> Extracto de página

# # # # #

A consecuencia de estos cambios, han resucitado, despertado y empezado a exigir un lugar en torno a la mesa del mundo —y en igualdad de condiciones— otras culturas, bastante numerosas, pero que durante largo tiempo fueron avasalladas o marginadas. Son ambiciosas y dinámicas, y a la vez tienen fuertemente desarrollado el sentido de su propia valía. En estas sus aspiraciones a un nuevo lugar bajo el sol y a la concesión al Otro de unos derechos dignos, los filósofos de las culturas emergentes podrán inspirarse en el legado del sacerdote y pensador de la montañesa opuszna.
Tischner y otros dialoguistas intentan sembrar en nosotros una salvadora inquietud, concienciarnos de la existencia del Otro, incluso de su presencia aquí y ahora, de la necesidad de sentirnos responsables de él y, más aún, de la asunción de que esa responsabilidad es un importante deber ético. ¡Cuánta valentía encierra el solo hecho de abordar semejante tema y señalar su dimensión trascendental cuando en la cultura contemporánea domina la postura de limitarse y encerrarse en «yoes» privados y egoístas, en herméticos círculos estancos en los que se puede dar rienda suelta a las tentaciones y a los caprichos de consumidor! Oponer a los impulsos y dictados del consumismo el espíritu de la responsabilidad para con el Otro: he aquí donde el autor de Un sacerdote en pleno desconcierto ve uno de los deberes del hombre.
La reflexión en torno a la alteridad lleva al padre Tischner a detenerse en la naturaleza y la esencia del encuentro entre el Yo y el Otro, el L cual, como a menudo subraya, debe ser un acontecimiento importante. De manera que hay que prepararse, pues debe ser lo contrario a nuestro habitual comportamiento de cruzarnos, indiferentes, en medio de la multitud. El encuentro es una experiencia —que puede llegar a ser muy profunda— digna de ser recordada. Y, una vez más, Tischner nos exhorta a que seamos conscientes de lo importante que es ese encuentro, su lugar y su papel en la historia —espiritual, privada, individual— del Yo propio. Y con esta exhortación aspira a elevar y colocar en un lugar destacado el carácter, el meollo, de las relaciones interhumanas, su importancia para nosotros y su influencia sobre nosotros.

# # # # #

Una serie de registros:
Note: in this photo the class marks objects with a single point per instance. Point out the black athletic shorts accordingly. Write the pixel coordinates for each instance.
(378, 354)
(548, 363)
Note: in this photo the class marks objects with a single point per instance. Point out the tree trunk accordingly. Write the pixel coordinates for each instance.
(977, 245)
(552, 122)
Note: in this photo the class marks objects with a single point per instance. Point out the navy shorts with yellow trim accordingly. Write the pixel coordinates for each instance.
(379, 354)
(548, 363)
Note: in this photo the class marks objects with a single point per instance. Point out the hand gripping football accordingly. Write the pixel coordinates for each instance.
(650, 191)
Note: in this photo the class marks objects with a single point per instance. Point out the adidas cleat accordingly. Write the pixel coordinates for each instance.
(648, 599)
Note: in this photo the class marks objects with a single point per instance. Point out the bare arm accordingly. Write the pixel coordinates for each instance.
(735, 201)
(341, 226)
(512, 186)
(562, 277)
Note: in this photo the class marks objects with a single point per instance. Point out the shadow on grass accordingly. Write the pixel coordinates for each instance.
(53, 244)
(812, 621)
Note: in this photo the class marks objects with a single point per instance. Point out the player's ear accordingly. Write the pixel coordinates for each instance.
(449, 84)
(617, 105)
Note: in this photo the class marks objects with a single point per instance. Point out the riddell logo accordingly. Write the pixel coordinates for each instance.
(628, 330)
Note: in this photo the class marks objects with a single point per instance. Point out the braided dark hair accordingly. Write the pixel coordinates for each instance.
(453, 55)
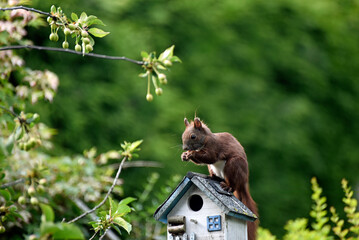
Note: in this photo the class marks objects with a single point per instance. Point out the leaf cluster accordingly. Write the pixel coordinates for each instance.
(114, 217)
(154, 68)
(76, 27)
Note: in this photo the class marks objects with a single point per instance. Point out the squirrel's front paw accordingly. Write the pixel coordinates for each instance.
(226, 187)
(186, 156)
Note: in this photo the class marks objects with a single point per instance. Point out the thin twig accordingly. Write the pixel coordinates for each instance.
(94, 235)
(80, 204)
(107, 195)
(27, 9)
(6, 185)
(71, 51)
(104, 234)
(140, 164)
(10, 111)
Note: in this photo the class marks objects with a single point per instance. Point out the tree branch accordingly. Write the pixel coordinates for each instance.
(71, 51)
(80, 204)
(6, 185)
(27, 9)
(103, 235)
(10, 111)
(107, 195)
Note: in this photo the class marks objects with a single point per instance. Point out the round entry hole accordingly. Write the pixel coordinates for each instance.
(195, 202)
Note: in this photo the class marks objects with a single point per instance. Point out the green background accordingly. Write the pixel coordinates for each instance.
(281, 76)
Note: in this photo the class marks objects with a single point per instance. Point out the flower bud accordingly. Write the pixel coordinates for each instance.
(78, 48)
(31, 190)
(42, 181)
(84, 33)
(86, 40)
(65, 45)
(89, 48)
(34, 201)
(67, 31)
(149, 97)
(21, 200)
(167, 63)
(159, 91)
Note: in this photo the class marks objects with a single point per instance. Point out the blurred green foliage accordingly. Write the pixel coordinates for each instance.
(281, 76)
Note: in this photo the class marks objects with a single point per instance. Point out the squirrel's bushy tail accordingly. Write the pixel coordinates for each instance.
(245, 197)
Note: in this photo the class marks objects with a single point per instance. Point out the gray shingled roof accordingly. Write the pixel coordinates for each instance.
(224, 200)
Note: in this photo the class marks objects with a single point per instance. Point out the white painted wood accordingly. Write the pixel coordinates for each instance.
(196, 221)
(235, 228)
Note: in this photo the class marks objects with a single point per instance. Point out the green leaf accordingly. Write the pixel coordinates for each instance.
(83, 17)
(123, 223)
(47, 213)
(98, 32)
(68, 231)
(91, 20)
(143, 74)
(6, 194)
(127, 200)
(134, 145)
(144, 54)
(116, 228)
(168, 53)
(74, 17)
(175, 59)
(47, 228)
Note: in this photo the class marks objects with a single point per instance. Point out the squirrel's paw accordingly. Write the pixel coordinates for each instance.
(226, 187)
(186, 156)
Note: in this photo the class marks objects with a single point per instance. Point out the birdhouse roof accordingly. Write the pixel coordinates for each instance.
(212, 189)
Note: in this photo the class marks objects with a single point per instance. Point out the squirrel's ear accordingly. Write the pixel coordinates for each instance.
(186, 122)
(197, 123)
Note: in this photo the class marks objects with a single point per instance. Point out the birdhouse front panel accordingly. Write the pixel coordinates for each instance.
(199, 209)
(203, 218)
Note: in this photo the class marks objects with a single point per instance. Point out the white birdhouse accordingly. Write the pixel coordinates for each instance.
(199, 209)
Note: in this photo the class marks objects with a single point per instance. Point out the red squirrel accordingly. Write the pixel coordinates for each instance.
(225, 158)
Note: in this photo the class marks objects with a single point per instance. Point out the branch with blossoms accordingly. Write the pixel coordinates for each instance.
(81, 29)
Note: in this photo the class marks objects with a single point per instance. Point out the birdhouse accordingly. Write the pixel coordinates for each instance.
(200, 209)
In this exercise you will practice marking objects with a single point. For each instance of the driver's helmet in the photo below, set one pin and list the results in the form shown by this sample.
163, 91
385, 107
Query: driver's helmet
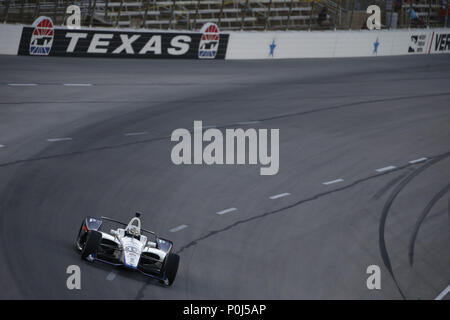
132, 231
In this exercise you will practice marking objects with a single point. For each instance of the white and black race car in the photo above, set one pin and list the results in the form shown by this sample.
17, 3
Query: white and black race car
128, 247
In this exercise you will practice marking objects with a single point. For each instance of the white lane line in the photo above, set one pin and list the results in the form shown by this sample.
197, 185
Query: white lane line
247, 122
180, 227
22, 84
111, 276
443, 293
418, 160
385, 169
59, 139
281, 195
135, 133
332, 181
226, 211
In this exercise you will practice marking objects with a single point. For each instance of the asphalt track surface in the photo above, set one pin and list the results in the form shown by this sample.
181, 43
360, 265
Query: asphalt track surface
338, 119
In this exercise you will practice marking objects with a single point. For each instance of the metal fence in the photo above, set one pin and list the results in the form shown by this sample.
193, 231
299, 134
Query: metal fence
233, 14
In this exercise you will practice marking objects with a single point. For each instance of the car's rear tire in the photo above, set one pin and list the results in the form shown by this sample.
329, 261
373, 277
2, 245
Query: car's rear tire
171, 267
92, 242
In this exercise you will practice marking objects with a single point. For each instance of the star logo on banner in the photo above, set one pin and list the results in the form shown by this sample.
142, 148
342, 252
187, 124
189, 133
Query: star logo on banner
376, 44
272, 47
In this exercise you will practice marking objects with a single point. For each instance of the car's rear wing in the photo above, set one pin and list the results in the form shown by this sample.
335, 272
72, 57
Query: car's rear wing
125, 224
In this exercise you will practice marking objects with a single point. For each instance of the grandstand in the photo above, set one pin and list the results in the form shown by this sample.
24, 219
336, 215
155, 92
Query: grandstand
228, 14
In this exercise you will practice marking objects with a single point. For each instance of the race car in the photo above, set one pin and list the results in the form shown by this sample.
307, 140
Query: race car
128, 247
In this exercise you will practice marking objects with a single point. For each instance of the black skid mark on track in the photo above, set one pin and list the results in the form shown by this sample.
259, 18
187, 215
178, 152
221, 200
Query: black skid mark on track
194, 242
387, 206
389, 185
421, 219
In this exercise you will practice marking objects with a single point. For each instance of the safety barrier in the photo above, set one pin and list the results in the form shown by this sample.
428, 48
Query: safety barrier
44, 39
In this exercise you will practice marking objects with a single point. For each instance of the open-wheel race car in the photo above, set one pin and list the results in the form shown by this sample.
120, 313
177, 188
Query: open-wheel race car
128, 247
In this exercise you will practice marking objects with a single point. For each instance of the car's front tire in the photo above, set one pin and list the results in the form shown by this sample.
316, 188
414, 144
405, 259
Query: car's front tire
93, 239
171, 267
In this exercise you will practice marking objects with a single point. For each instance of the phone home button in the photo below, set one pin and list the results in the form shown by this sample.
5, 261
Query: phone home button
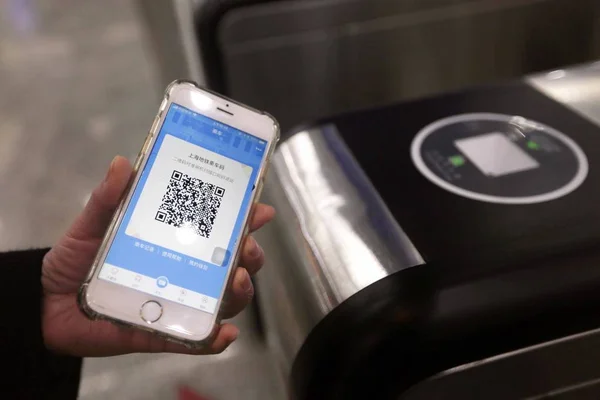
151, 311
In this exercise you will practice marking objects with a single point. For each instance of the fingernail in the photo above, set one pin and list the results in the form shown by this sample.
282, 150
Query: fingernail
255, 249
110, 168
234, 335
246, 284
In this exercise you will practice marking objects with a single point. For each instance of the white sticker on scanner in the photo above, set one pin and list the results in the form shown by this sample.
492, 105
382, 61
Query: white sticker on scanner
495, 155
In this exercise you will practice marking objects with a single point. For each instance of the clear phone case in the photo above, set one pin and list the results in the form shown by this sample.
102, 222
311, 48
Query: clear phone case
81, 298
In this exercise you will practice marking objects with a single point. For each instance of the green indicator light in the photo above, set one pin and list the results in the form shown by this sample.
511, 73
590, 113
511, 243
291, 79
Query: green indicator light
457, 161
533, 145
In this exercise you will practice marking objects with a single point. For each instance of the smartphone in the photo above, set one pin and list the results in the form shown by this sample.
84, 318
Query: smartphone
172, 247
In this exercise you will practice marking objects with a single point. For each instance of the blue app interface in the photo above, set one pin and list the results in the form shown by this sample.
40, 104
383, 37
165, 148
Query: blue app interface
179, 232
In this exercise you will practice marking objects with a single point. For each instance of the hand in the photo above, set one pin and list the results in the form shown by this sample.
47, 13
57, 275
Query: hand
67, 330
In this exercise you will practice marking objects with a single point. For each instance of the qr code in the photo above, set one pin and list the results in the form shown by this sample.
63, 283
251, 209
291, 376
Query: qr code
190, 201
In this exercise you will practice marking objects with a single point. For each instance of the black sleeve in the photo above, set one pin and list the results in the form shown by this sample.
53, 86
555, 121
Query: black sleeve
30, 370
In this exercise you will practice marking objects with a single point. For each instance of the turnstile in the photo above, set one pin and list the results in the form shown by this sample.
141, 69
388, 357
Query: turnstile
441, 249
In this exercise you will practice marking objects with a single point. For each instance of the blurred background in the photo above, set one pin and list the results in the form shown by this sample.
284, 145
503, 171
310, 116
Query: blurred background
81, 81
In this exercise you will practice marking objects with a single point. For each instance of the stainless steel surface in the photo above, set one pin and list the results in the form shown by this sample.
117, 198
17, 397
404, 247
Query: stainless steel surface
577, 87
323, 246
78, 87
562, 369
302, 60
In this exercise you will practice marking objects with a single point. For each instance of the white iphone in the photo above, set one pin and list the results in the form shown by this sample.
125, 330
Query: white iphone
173, 244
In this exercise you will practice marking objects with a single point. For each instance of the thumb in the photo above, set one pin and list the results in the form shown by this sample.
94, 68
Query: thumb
97, 214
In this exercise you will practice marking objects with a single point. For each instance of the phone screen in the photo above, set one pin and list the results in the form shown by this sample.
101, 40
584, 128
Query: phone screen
179, 231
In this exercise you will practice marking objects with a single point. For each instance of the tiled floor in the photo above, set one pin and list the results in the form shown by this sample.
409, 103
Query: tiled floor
78, 87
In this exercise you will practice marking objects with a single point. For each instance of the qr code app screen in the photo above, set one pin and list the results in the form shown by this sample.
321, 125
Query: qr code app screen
186, 208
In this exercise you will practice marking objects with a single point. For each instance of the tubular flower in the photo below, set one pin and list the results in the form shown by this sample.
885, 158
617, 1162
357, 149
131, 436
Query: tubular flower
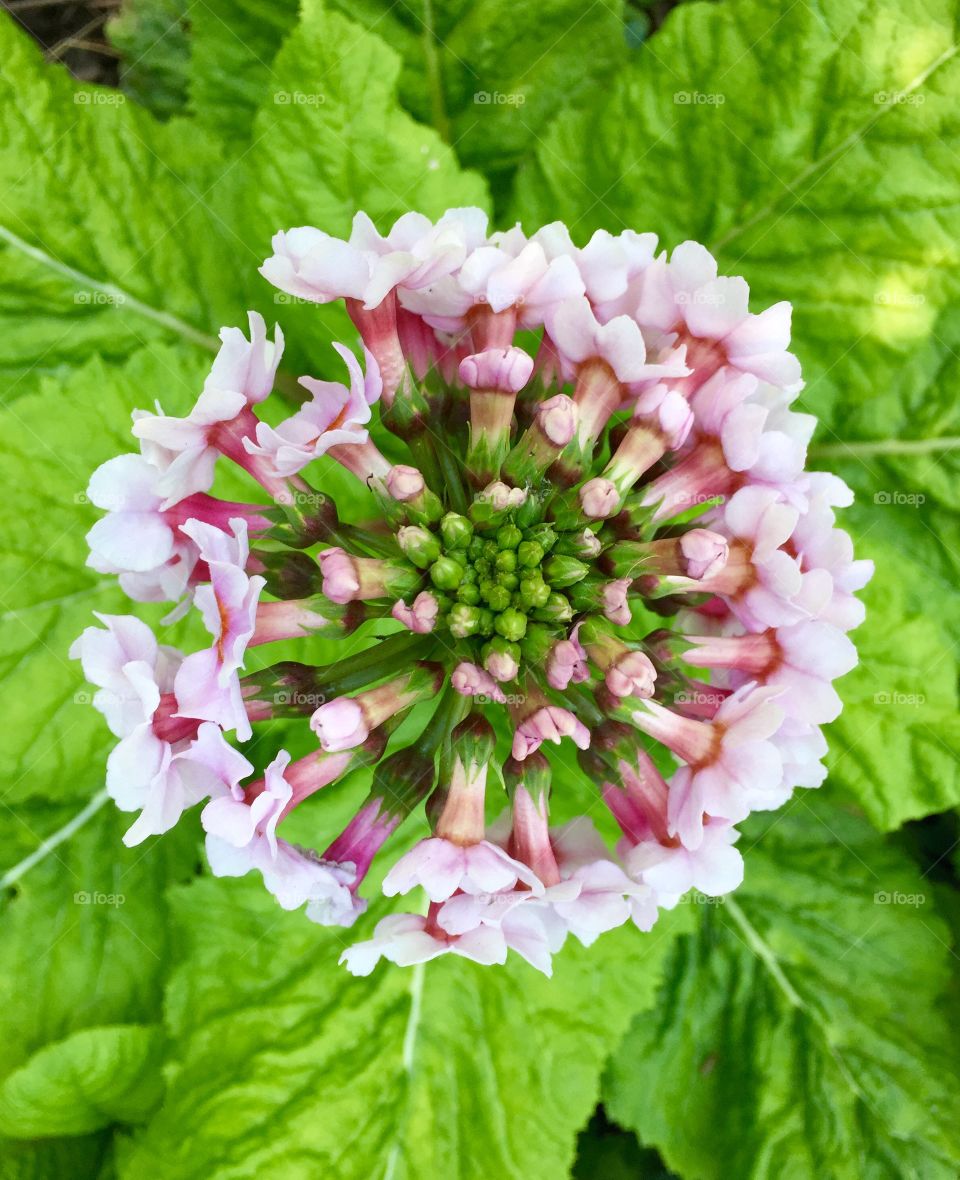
590, 517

# # # # #

Indique si cada afirmación concuerda con el fragmento sobre Tischner, con un sí o un no acompañado de las palabras decisivas del fragmento citadas literalmente: (a) las culturas emergentes estuvieron durante mucho tiempo sometidas o marginadas; (b) el encuentro entre el Yo y el Otro debe parecerse a nuestro modo habitual de cruzarnos entre la multitud; (c) la responsabilidad hacia el Otro se presenta como un deber ético importante.

> La respuesta
(a) Sí: «durante largo tiempo fueron avasalladas o marginadas».
(b) No: «debe ser lo contrario a nuestro habitual comportamiento de cruzarnos, indiferentes, en medio de la multitud».
(c) Sí: «esa responsabilidad es un importante deber ético».